▶ **What is expected**:
Go through the listing and transcribe each line exactly.
━━━━━━━━━━━━━━━━━━━━
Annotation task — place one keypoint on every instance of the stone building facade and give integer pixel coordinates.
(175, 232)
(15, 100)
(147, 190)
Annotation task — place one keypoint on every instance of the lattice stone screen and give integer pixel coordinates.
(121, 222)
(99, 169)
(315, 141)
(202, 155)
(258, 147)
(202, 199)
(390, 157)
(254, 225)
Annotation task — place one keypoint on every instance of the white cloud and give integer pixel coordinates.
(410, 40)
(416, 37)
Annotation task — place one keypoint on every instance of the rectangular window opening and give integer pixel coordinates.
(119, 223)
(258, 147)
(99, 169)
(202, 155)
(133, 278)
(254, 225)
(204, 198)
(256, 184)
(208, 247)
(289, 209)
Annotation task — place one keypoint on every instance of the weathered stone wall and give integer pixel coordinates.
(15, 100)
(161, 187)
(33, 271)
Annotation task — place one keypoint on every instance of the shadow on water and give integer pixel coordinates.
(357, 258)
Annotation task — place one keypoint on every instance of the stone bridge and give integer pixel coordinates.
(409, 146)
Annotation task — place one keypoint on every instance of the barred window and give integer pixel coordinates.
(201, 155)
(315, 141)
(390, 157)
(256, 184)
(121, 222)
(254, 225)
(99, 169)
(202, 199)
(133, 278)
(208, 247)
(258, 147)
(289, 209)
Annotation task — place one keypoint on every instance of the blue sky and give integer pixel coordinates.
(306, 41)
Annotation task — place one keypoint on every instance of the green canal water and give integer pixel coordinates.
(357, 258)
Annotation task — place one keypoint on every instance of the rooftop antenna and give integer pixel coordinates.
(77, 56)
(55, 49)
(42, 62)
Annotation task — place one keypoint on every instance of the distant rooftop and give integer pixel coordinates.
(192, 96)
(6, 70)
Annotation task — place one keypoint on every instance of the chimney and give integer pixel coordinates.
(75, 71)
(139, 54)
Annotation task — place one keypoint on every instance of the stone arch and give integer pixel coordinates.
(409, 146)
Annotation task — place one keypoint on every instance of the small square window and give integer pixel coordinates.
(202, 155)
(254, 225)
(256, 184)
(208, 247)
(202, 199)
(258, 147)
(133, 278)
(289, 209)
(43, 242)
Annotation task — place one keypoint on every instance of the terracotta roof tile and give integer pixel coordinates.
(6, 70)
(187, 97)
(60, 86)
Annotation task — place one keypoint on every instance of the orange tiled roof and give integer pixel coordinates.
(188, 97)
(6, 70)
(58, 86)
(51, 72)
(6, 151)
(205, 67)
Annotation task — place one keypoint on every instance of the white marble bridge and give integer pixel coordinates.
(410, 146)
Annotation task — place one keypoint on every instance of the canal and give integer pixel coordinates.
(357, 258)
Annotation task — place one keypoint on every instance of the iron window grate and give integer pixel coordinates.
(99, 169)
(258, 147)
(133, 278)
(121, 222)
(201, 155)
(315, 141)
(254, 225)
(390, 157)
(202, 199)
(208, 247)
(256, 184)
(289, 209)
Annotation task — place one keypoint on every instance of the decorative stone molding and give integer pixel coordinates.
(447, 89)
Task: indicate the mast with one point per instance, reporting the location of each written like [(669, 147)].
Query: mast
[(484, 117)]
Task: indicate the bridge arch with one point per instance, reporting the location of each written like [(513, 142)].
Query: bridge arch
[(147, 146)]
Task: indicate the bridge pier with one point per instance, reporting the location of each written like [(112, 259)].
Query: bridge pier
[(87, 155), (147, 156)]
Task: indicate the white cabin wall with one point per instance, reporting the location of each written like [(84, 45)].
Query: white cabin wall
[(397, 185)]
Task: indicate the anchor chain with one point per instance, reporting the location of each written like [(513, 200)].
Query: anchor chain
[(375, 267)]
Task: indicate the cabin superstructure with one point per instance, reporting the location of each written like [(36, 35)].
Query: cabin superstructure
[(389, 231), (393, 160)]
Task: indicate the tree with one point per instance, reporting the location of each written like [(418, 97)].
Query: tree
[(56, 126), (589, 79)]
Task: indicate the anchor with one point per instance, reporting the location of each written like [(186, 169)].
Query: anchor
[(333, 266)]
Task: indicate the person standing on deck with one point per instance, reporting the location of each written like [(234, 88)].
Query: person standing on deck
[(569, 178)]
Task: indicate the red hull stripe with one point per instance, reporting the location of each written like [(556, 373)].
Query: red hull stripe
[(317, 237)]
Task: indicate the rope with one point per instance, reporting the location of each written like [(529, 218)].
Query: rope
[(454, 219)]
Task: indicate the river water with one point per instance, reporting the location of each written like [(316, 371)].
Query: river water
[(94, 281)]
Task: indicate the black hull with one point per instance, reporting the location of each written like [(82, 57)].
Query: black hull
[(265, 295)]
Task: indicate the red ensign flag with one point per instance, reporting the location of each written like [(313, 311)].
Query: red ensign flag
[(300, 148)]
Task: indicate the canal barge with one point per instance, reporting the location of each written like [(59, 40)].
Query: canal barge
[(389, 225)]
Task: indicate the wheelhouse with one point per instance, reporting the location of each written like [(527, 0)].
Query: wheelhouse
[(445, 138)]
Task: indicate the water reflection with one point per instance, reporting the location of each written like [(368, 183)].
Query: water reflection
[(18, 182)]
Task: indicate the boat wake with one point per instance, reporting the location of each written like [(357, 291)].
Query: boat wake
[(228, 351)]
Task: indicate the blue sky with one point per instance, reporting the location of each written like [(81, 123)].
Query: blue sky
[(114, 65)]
━━━━━━━━━━━━━━━━━━━━
▶ **Answer to this task**:
Annotation task — place one keypoint on every instance of the stone building facade and give integer pixel coordinates.
(175, 232)
(15, 100)
(147, 190)
Annotation task — place one keypoint on every instance of the lattice stone screen and give integer pixel coordinates.
(121, 222)
(99, 169)
(315, 141)
(202, 155)
(258, 147)
(202, 199)
(390, 157)
(254, 225)
Annotation task — place one keypoint on every instance of the white cloud and give integer pixel coordinates.
(410, 40)
(416, 37)
Annotation task — place one keypoint on every instance of the rectangular window opening and give integer pixel coordinates.
(119, 223)
(258, 147)
(99, 169)
(202, 155)
(133, 278)
(254, 225)
(204, 198)
(256, 184)
(208, 247)
(289, 209)
Annotation task — place one keypoint on every instance of the weathered stone wall and give integer pixel coordinates.
(15, 100)
(161, 187)
(33, 271)
Annotation task — place one keypoint on every instance of the shadow on water and give integer pixel coordinates.
(357, 258)
Annotation task — place one keypoint on every instance of the stone bridge and give integer pixel coordinates.
(409, 146)
Annotation task — place one keypoint on every instance of the barred window and give integer pixel coordinates.
(201, 155)
(315, 141)
(390, 157)
(256, 184)
(121, 222)
(254, 225)
(99, 169)
(202, 199)
(133, 278)
(208, 247)
(258, 147)
(289, 209)
Annotation task — place one keypoint on every instance of the blue sky and give integer pixel coordinates.
(306, 41)
Annotation task — place one keypoint on every instance of the green canal water and give integer pixel coordinates.
(357, 258)
Annotation task — place one keypoint on every instance of the rooftop antenna and give integer pixel coordinates.
(77, 56)
(55, 49)
(42, 62)
Annotation task — place one keypoint on every instance of the distant rooftop and give integer pixel coordinates.
(192, 96)
(6, 70)
Annotation task — place one keypoint on every instance of the chimney and give integer pixel coordinates.
(75, 71)
(139, 54)
Annotation task — place one keypoint on every instance of the stone arch and give integer pixel coordinates.
(409, 146)
Annotation task — place one keypoint on every instance of the small square window and give integer pixel coordinates.
(202, 155)
(254, 225)
(256, 184)
(208, 247)
(202, 199)
(258, 147)
(133, 278)
(289, 209)
(43, 242)
Annotation task — place one keypoint on every instance of the terracotta roof tile and give integer pixel coordinates.
(6, 70)
(187, 97)
(60, 86)
Annotation task — place one keypoint on every instance of the orange tiled roof and give integer pixel coordinates.
(188, 97)
(6, 70)
(58, 86)
(51, 72)
(6, 151)
(205, 67)
Annotation task — place one keypoint on every instance of the white marble bridge and give integer pixel coordinates.
(410, 146)
Annotation task — place one keypoint on every instance of the canal and give integer pixel coordinates.
(357, 258)
Annotation task — place one keypoint on every instance of the iron window grate and give integer pixel coordinates.
(99, 169)
(258, 147)
(133, 278)
(121, 222)
(201, 155)
(315, 141)
(254, 225)
(390, 157)
(202, 199)
(208, 247)
(256, 184)
(289, 209)
Annotation task — place one keypoint on every instance of the decorative stone molding and give integer pixel coordinates.
(447, 89)
Task: indicate the mast with one point per instance, reporting the location of each written like [(669, 147)].
Query: mast
[(484, 117)]
Task: indicate the bridge arch with one point per instance, reporting the location of each written like [(513, 142)].
Query: bridge arch
[(147, 146)]
Task: indicate the bridge pier with one point per instance, reporting the location of each written like [(112, 259)].
Query: bridge pier
[(87, 155), (147, 156)]
Task: indicate the white cabin wall with one point per instance, reporting the location of each written like [(84, 45)].
Query: white cabin wall
[(397, 185)]
Task: indicate the anchor chain with one point per instance, reporting the location of each written like [(513, 200)].
Query: anchor chain
[(375, 267)]
Task: indicate the cabin superstructure with one point per instance, reporting the location of each written like [(36, 35)].
Query: cabin superstructure
[(389, 231), (393, 160)]
Task: indicate the tree with one point per instance, reporting the location of each written like [(418, 97)].
Query: tree
[(56, 126), (589, 79)]
Task: indicate the anchor with one point per instance, reporting the location of each written like [(186, 169)].
Query: anchor
[(333, 266)]
Task: indicate the person standing on deck with one point per instance, reporting the location of each written like [(234, 88)].
Query: person standing on deck
[(569, 178)]
Task: indicate the red hull stripe with one point per instance, reporting the location of each written like [(556, 373)].
Query: red hull stripe
[(317, 237)]
Task: indicate the rope with one point per instance, reporting the location of each written like [(529, 218)].
Query: rope
[(454, 219)]
Task: indicate the river water with one point per instance, reporting the location of each written like [(316, 371)].
Query: river water
[(94, 281)]
Task: indicate the black hull with one point per instance, reporting the location of each written like [(82, 57)].
Query: black hull
[(265, 295)]
Task: indicate the red ensign flag with one point per instance, reporting the location of each written like [(313, 311)].
Query: red ensign flag
[(300, 148)]
Task: indicate the canal barge with one point per instance, reporting the location of each written like [(59, 40)].
Query: canal barge
[(389, 225)]
Task: indicate the wheelhouse with one point per instance, reporting the location of each written like [(527, 0)].
Query: wheelhouse
[(445, 138)]
Task: indicate the water reflection with one point per instance, reporting the location of each written like [(368, 183)].
Query: water reflection
[(18, 182)]
Task: indicate the boat wake with one point per instance, reporting the location of each written like [(357, 291)].
Query: boat wake
[(228, 351)]
Task: indicate the blue sky with one point per instance, reporting the location of each written like [(81, 123)].
Query: blue sky
[(114, 65)]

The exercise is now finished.